**Task objective:** Can you copy, word for word, the part of the article on Pemex's business plan that runs from "The new Secretary" up to and including "investment to the company."?

LPO's report this week about an urgent meeting at Pemex Tower accelerated the Mexican Government's timing. On Monday afternoon, President Andrés Manuel López Obrador discussed with the new Finance Secretary, Arturo Herrera, the details of the business plan which hours earlier the oil company's Administration Council had approved.
On Tuesday, the President presented a portion of the new plan and the markets did not respond in a positive light. Despite CEO Octavio Romero said that the final document is over 200 pages long, which still has not been presented, the peso and the Government bonds dropped.
Moments after the announcement, the Mexican currency fell back .28%, and by noon, it dropped to .62%. According to Jesús López, an analyst for Banco Base, this reaction also comes from external factors, like a dollar correction, which may affect other currencies, "but the peso's drop is the most notorious and that has to do with internal figures", he explained to LPO.
It was foreseeable. Pemex's plan did not satisfy the rating agencies, bankers, or investment funds. More information was expected, and a more concrete turn in energy policy. The markets understand that if there is no strategy to quickly ignite production, Pemex's payment ability facing their debts might be compromised. A drop in the company's credit rating seems inevitable.
The business plan is a crucial document for rating agencies, which expected to have a better understanding of this administration's energy plan. From this plan, Pemex was dependent on whether they could save it from a cutback in its credit rating. None of the agencies has said anything so far, but experts have confided to LPO that a positive reaction is unlikely.
"It is going to be hard to change the investors' perception on Pemex with this business plan, because it does not contemplate private partnership, and a lot of what the agencies have been suggesting was needed to pump fresh resources via private investment", Arturo Carranza, an independent analyst, said to LPO.
Citigroup's analysis confirms this outlook, which had already been explained by former Secretary of Finance Carlos Urzúa, before leaving office last week. Now, Arturo Herrera was the one who had to convince López Obrador. He was not able to do it. Herrera had two central criticisms, which are the elements that cause nervousness to the markets. On one hand, the centralization of resources on the construction of the Dos Bocas refinery, when Pemex needs to focus their investment in the production of crude oil, the guarantee for their debt.
The new Secretary of Finance is also worried by Secretary of Energy Rocío Nahle's decision of blocking any sort of participation from the private sector. Nahle wants to prove that Pemex can handle everything by itself. "The problem is not whether they participate or not, but under what model", Carlos Urzúa said to his collaborators.
The Dos Bocas refinery project, which had already been highly criticized by several companies, is still intact, and the inclusion of private companies in the mining of oil wells will be done under the old system of service contracts. No one in the business world considers that this will add investment to the company.
"Pemex business plan: Is that all you got?", is the lapidary title of the Citigroup document, in which they harshly suggest that there is a high possibility that Moody's lowers the score for the Mexican oil company's debt.a
"Much ado about nothing", begins Citigroup. It summarizes their diagnosis in a very tough paragraph: "We believe the amount is disappointing", referring to the financial aid the government is providing to the company. "The strategy does not solve the main structural problems of the company, and the government confirms that they did not understand the nature nor the importance of Pemex's fragility".

**Excerpted records:**

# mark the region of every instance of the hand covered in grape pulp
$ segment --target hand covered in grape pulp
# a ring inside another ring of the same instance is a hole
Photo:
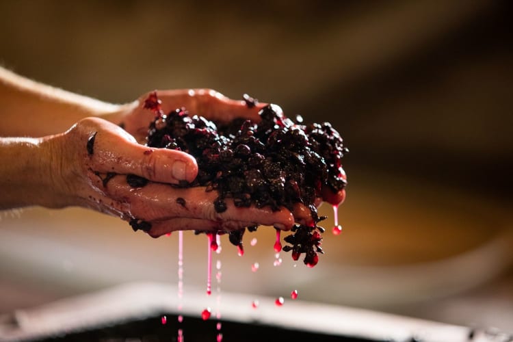
[[[176,230],[229,231],[259,224],[287,229],[293,223],[288,211],[241,209],[230,202],[225,212],[217,213],[213,193],[176,186],[195,179],[198,166],[192,156],[140,144],[103,119],[83,119],[49,140],[53,157],[60,159],[52,178],[62,206],[80,205],[118,216],[152,237]],[[138,180],[150,182],[137,185]]]
[[[259,112],[267,105],[247,94],[241,100],[229,98],[211,89],[158,90],[143,94],[126,106],[120,125],[135,137],[140,144],[146,144],[148,122],[155,120],[155,113],[166,114],[181,108],[216,122],[228,122],[235,118],[259,122],[261,118]],[[345,179],[345,174],[343,177]],[[324,201],[338,205],[343,202],[345,198],[345,189],[334,192],[324,185],[315,204],[319,207]],[[312,220],[310,210],[301,204],[295,206],[293,215],[297,222],[304,224]]]
[[[157,92],[158,98],[153,97]],[[156,101],[155,103],[149,103],[152,101]],[[152,105],[158,105],[158,109],[165,114],[176,108],[185,108],[191,113],[210,120],[228,122],[235,118],[258,121],[260,120],[259,111],[266,104],[259,103],[258,101],[248,97],[242,100],[233,100],[211,89],[150,92],[126,105],[121,122],[119,122],[122,127],[141,144],[146,142],[148,124],[155,118],[155,114],[148,110],[148,106]]]

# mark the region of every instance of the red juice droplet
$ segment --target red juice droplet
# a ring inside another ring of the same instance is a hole
[[[319,262],[319,255],[317,254],[312,257],[312,260],[306,263],[306,266],[313,267]]]
[[[242,256],[244,255],[244,248],[242,247],[242,244],[239,244],[237,246],[237,252],[239,254],[239,256]]]
[[[253,265],[251,265],[251,271],[256,272],[259,269],[259,267],[260,267],[260,265],[259,264],[259,263],[254,263]]]
[[[293,290],[292,292],[291,292],[290,298],[292,299],[297,299],[298,298],[298,290]]]
[[[276,305],[276,306],[281,306],[283,305],[283,303],[285,302],[285,300],[283,299],[283,297],[278,297],[276,298],[276,300],[274,301],[274,304]]]
[[[335,224],[333,226],[332,233],[334,235],[340,235],[342,227],[339,224],[339,205],[333,205],[333,220]]]
[[[274,243],[274,252],[278,253],[281,250],[281,242],[280,241],[280,235],[281,231],[276,229],[276,241]]]
[[[207,234],[209,240],[207,261],[207,294],[210,295],[212,293],[212,241],[213,241],[213,235],[212,233]]]
[[[211,311],[210,310],[210,308],[207,308],[201,312],[201,318],[204,321],[206,321],[207,319],[210,318],[211,315]]]

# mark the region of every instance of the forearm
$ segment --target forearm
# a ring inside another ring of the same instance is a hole
[[[124,107],[35,82],[0,67],[0,136],[55,134],[88,116],[115,122]]]
[[[61,207],[55,202],[50,145],[47,139],[0,137],[0,209]]]

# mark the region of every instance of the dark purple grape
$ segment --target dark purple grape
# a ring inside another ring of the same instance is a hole
[[[243,98],[249,107],[257,103],[247,94]],[[323,252],[320,233],[325,231],[317,223],[325,218],[318,217],[314,202],[324,186],[337,193],[347,185],[341,159],[349,150],[329,122],[304,124],[300,116],[294,122],[276,105],[262,108],[258,122],[244,118],[214,122],[191,116],[185,108],[166,114],[155,93],[145,104],[156,114],[148,128],[147,146],[185,151],[198,162],[196,179],[174,186],[217,191],[217,213],[227,209],[226,200],[235,207],[268,206],[273,211],[293,210],[295,204],[302,203],[313,223],[295,225],[292,234],[285,237],[289,246],[283,250],[291,251],[295,260],[304,254],[309,266],[317,263],[318,253]],[[131,186],[148,181],[135,177],[127,177]],[[248,229],[254,231],[256,226]],[[241,248],[244,231],[230,232],[230,241]]]

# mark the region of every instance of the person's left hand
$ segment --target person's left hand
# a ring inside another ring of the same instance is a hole
[[[256,103],[250,107],[244,100],[233,100],[211,89],[183,89],[155,91],[162,112],[167,114],[177,108],[185,108],[191,115],[198,115],[215,122],[228,122],[235,118],[260,120],[259,111],[267,103]],[[121,113],[120,124],[133,135],[140,144],[146,142],[150,122],[155,114],[146,107],[155,92],[141,96],[133,103],[125,105]],[[157,98],[155,99],[157,101]]]

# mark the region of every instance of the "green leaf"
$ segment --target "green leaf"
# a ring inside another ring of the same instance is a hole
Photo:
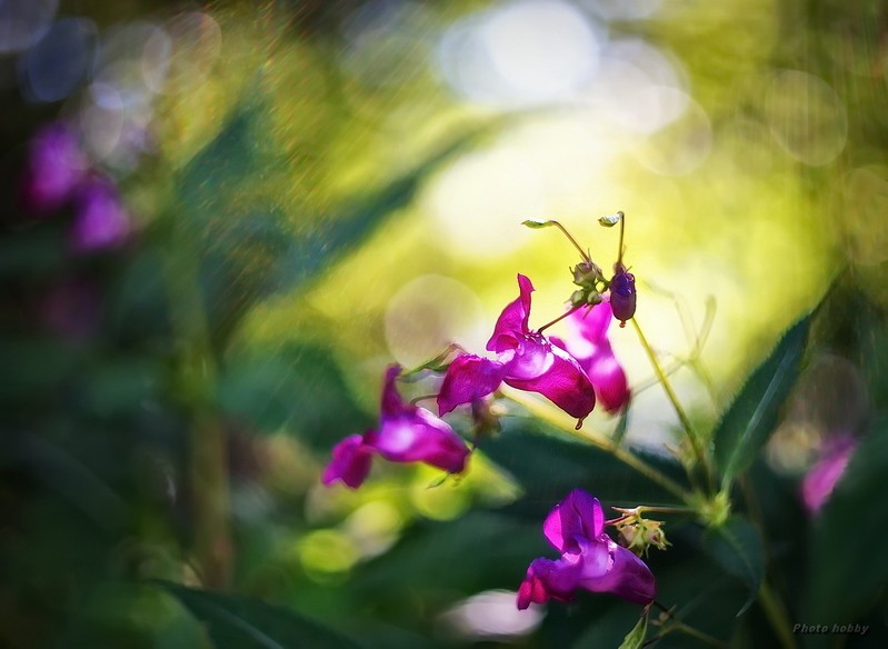
[[[716,461],[727,485],[756,459],[777,425],[799,375],[811,316],[796,322],[747,380],[714,433]]]
[[[758,528],[741,516],[732,516],[706,531],[704,548],[726,572],[749,588],[749,597],[737,612],[740,617],[756,600],[765,577],[765,547]]]
[[[218,381],[217,402],[223,412],[260,431],[286,426],[325,450],[375,419],[351,400],[328,350],[297,343],[250,347],[230,355]]]
[[[540,433],[530,420],[505,422],[503,431],[481,442],[483,453],[520,486],[525,498],[512,510],[545,515],[571,489],[579,487],[607,506],[681,505],[649,478],[608,452],[573,438]],[[649,465],[686,486],[680,465],[662,456],[633,449]]]
[[[295,611],[248,597],[220,595],[159,581],[207,625],[216,649],[358,649],[360,646]]]
[[[858,619],[888,582],[888,420],[860,441],[829,500],[814,519],[808,608],[811,620]]]
[[[626,635],[619,649],[640,649],[645,645],[645,636],[648,632],[647,611],[638,619],[632,630]]]

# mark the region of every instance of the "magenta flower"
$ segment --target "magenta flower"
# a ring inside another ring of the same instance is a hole
[[[79,252],[116,248],[130,233],[130,218],[113,182],[91,177],[74,194],[71,244]]]
[[[379,428],[351,435],[333,448],[333,457],[323,470],[325,485],[342,480],[357,489],[370,472],[375,453],[391,462],[426,462],[448,473],[466,467],[469,449],[453,429],[435,415],[401,399],[395,380],[399,366],[386,371]]]
[[[829,499],[857,448],[850,435],[837,435],[825,445],[820,459],[801,481],[801,499],[810,513],[817,513]]]
[[[24,204],[39,213],[59,209],[72,197],[88,162],[76,134],[62,123],[38,131],[30,142],[21,191]]]
[[[610,302],[600,302],[568,316],[566,323],[570,333],[563,340],[551,337],[553,345],[579,361],[595,387],[596,397],[611,415],[626,408],[631,397],[626,372],[613,356],[607,336],[612,319]]]
[[[569,600],[577,589],[609,592],[641,606],[657,596],[653,573],[605,533],[601,503],[582,489],[575,489],[555,506],[542,531],[561,558],[539,558],[530,563],[518,589],[519,609],[531,601]]]
[[[533,284],[519,274],[518,287],[518,299],[502,310],[487,343],[488,351],[495,352],[497,359],[457,357],[447,369],[438,393],[439,415],[490,395],[502,382],[539,392],[580,421],[592,411],[595,389],[576,359],[528,327]]]

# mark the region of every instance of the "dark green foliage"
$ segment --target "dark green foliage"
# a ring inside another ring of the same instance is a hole
[[[716,461],[726,485],[749,468],[774,432],[780,408],[799,375],[810,320],[806,316],[789,328],[716,427]]]
[[[348,637],[293,610],[248,597],[220,595],[174,583],[159,586],[207,626],[214,649],[358,649]]]

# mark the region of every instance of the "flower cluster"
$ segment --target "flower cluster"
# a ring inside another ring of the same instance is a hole
[[[627,406],[630,392],[626,373],[607,339],[610,306],[601,302],[575,308],[569,316],[572,335],[548,339],[529,327],[530,279],[519,274],[518,288],[518,298],[502,310],[487,343],[496,358],[458,355],[438,392],[437,417],[406,403],[395,385],[401,368],[388,369],[379,428],[349,436],[333,448],[323,472],[326,485],[341,480],[351,488],[359,487],[370,471],[373,455],[392,462],[425,462],[449,473],[461,472],[469,449],[440,417],[466,403],[473,413],[488,413],[486,398],[502,383],[538,392],[580,422],[592,411],[596,396],[608,412]],[[491,428],[489,421],[486,423]]]
[[[72,206],[70,242],[78,252],[114,248],[130,233],[130,218],[114,182],[90,166],[76,134],[63,123],[43,128],[31,140],[21,197],[39,216]]]
[[[621,213],[612,217],[621,218]],[[555,221],[528,223],[561,228]],[[576,246],[572,237],[561,230]],[[405,402],[396,387],[401,368],[390,367],[382,388],[378,428],[351,435],[333,448],[332,460],[323,470],[323,483],[341,481],[358,488],[370,472],[373,456],[392,462],[425,462],[448,473],[461,472],[470,449],[441,417],[468,406],[476,436],[497,430],[493,396],[503,383],[546,397],[576,418],[577,428],[597,401],[609,413],[625,410],[631,395],[607,333],[611,320],[622,324],[632,318],[635,278],[622,266],[621,256],[615,264],[616,274],[608,281],[589,256],[581,249],[580,253],[582,261],[572,269],[579,290],[571,294],[568,310],[558,318],[538,329],[530,328],[535,289],[530,279],[519,273],[518,297],[503,308],[487,342],[490,357],[460,350],[445,369],[439,361],[450,356],[448,351],[422,366],[445,372],[436,399],[437,416]],[[565,322],[568,333],[547,338],[543,330],[559,321]],[[546,519],[543,531],[561,557],[539,558],[530,565],[518,593],[518,608],[549,598],[569,599],[577,589],[650,603],[656,592],[652,573],[632,551],[605,533],[605,525],[601,505],[585,491],[576,489],[559,503]],[[653,527],[646,531],[650,533],[639,538],[665,545]]]
[[[605,532],[601,503],[582,489],[568,493],[549,512],[542,531],[561,557],[540,557],[530,563],[518,589],[519,609],[549,599],[569,600],[578,589],[608,592],[641,606],[657,596],[653,573]]]
[[[333,448],[333,459],[323,471],[323,483],[341,480],[357,489],[370,472],[370,460],[379,455],[391,462],[426,462],[449,473],[466,467],[469,449],[448,423],[412,403],[406,403],[395,387],[401,368],[386,372],[379,428],[352,435]]]

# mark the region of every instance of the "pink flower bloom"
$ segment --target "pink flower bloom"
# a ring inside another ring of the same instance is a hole
[[[74,196],[71,244],[79,252],[116,248],[130,233],[130,219],[110,179],[92,177]]]
[[[595,407],[595,390],[579,363],[541,333],[528,327],[533,284],[518,276],[520,294],[500,313],[487,343],[496,360],[462,355],[447,369],[438,395],[438,413],[481,399],[506,382],[539,392],[580,421]]]
[[[74,133],[62,123],[34,134],[22,178],[22,200],[29,209],[46,213],[70,200],[86,174],[88,162]]]
[[[820,459],[801,481],[801,499],[810,513],[820,511],[829,499],[856,448],[857,440],[850,435],[837,435],[826,443]]]
[[[566,323],[570,333],[563,340],[551,337],[552,343],[579,361],[595,387],[596,397],[611,415],[626,408],[631,397],[626,372],[613,356],[607,336],[612,319],[610,303],[601,302],[568,316]]]
[[[400,372],[398,366],[386,372],[379,428],[349,436],[333,448],[323,470],[325,485],[342,480],[357,489],[367,479],[375,453],[391,462],[426,462],[448,473],[465,469],[469,449],[462,438],[425,408],[401,399],[395,387]]]
[[[530,563],[518,589],[519,609],[550,598],[572,599],[577,589],[609,592],[641,606],[657,596],[653,573],[605,533],[601,503],[582,489],[575,489],[552,509],[542,531],[561,558]]]

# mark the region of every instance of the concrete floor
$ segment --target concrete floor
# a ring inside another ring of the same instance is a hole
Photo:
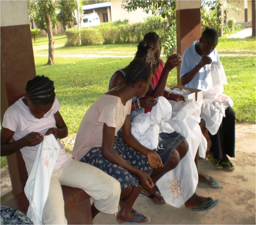
[[[228,171],[214,168],[207,160],[199,161],[199,168],[221,184],[214,189],[199,184],[196,193],[219,199],[211,210],[194,212],[184,206],[179,209],[154,204],[139,196],[133,208],[149,216],[148,224],[255,224],[255,125],[236,126],[236,169]],[[114,215],[98,214],[94,224],[118,224]]]

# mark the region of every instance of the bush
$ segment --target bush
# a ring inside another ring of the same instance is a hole
[[[93,28],[83,28],[81,29],[82,45],[102,45],[103,38],[99,29],[99,26]]]
[[[65,34],[68,38],[65,46],[75,46],[79,45],[79,31],[76,27],[69,28],[66,30]]]
[[[40,34],[41,33],[41,30],[40,29],[32,29],[30,30],[31,36],[34,37],[34,41],[35,41],[35,38],[38,35]]]
[[[104,45],[118,42],[116,37],[118,36],[118,28],[113,26],[111,22],[101,23],[99,29],[103,38]]]
[[[232,17],[229,19],[227,20],[227,27],[231,31],[231,32],[234,30],[235,24],[236,24],[236,20],[234,18]]]

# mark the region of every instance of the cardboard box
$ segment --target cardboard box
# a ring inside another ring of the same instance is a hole
[[[183,86],[175,86],[170,88],[171,90],[173,90],[175,88],[179,88],[181,91],[182,89],[188,90],[191,92],[191,94],[189,95],[181,95],[184,96],[185,99],[193,99],[195,101],[197,102],[198,104],[202,106],[203,102],[204,91],[199,89],[196,89],[195,88],[187,88]]]

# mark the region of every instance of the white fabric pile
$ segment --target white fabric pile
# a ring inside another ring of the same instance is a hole
[[[211,72],[206,79],[209,89],[205,91],[201,118],[206,121],[206,127],[212,135],[216,134],[225,117],[225,110],[234,103],[227,95],[223,94],[223,84],[227,84],[223,66],[220,61],[213,62]]]
[[[157,103],[153,108],[151,114],[150,113],[147,113],[135,117],[133,122],[136,120],[136,123],[135,124],[132,123],[131,129],[132,131],[133,130],[132,132],[132,134],[140,142],[142,137],[143,142],[141,143],[145,146],[145,143],[151,143],[152,140],[150,138],[147,139],[145,134],[148,132],[153,133],[153,129],[145,130],[145,129],[156,124],[159,131],[161,128],[163,131],[171,131],[174,130],[186,138],[189,144],[188,153],[176,168],[166,173],[157,182],[158,188],[166,202],[173,206],[179,207],[190,198],[195,191],[198,181],[198,175],[195,163],[195,157],[199,147],[200,156],[205,157],[207,142],[199,126],[201,108],[196,102],[192,100],[187,100],[186,102],[182,101],[178,102],[173,107],[172,112],[171,110],[172,107],[168,101],[163,97],[159,97]],[[170,113],[171,116],[170,116]],[[143,118],[146,118],[146,119],[143,119]],[[155,123],[153,123],[155,120],[156,121]],[[148,123],[145,125],[146,121],[149,122],[150,125]],[[139,126],[140,122],[140,126]],[[134,126],[135,125],[136,127]],[[163,126],[164,127],[163,127]],[[144,129],[141,133],[140,136],[138,132],[135,134],[135,130],[136,131],[139,130],[142,130],[142,127]],[[166,129],[166,127],[168,128]],[[157,130],[158,130],[156,129],[156,131]],[[171,133],[166,131],[162,132]],[[159,133],[157,134],[154,134],[154,146],[157,146],[157,142],[158,144]],[[153,136],[151,134],[150,137]]]
[[[60,147],[53,134],[44,137],[24,192],[29,201],[27,215],[34,224],[42,224],[43,210],[48,195],[52,173]]]

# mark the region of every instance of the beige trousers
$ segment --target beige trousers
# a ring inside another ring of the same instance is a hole
[[[98,168],[72,159],[52,172],[43,211],[43,224],[67,224],[61,185],[84,190],[94,200],[96,208],[102,213],[113,214],[118,211],[120,183]]]

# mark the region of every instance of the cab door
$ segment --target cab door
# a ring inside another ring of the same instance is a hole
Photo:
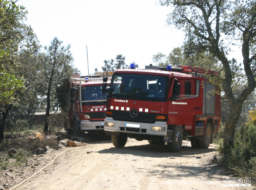
[[[203,88],[201,77],[177,77],[173,80],[168,102],[167,124],[192,125],[195,116],[202,115]]]

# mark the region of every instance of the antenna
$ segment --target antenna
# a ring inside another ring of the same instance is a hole
[[[86,53],[87,53],[87,64],[88,67],[88,74],[89,75],[89,63],[88,62],[88,52],[87,50],[87,45],[86,45]]]

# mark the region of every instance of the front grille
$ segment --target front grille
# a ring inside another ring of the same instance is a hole
[[[147,123],[153,123],[157,121],[156,118],[158,115],[161,114],[138,112],[138,115],[132,117],[130,115],[130,111],[111,110],[113,115],[107,115],[107,117],[112,117],[114,120],[131,122],[140,122]],[[161,120],[161,121],[166,121],[166,120]]]
[[[95,126],[96,129],[104,129],[104,126],[103,125],[101,125],[100,126]]]
[[[139,128],[133,128],[132,127],[120,127],[121,131],[130,131],[131,132],[147,132],[147,130],[145,129],[140,129]]]
[[[104,116],[104,112],[95,112],[94,113],[84,112],[84,115],[88,115],[91,119],[101,119],[105,118]]]

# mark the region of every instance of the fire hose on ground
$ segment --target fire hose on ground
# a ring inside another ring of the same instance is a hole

**Solution to this task:**
The new Secretary of Finance is also worried by Secretary of Energy Rocío Nahle's decision of blocking any sort of participation from the private sector. Nahle wants to prove that Pemex can handle everything by itself. "The problem is not whether they participate or not, but under what model", Carlos Urzúa said to his collaborators.
The Dos Bocas refinery project, which had already been highly criticized by several companies, is still intact, and the inclusion of private companies in the mining of oil wells will be done under the old system of service contracts. No one in the business world considers that this will add investment to the company.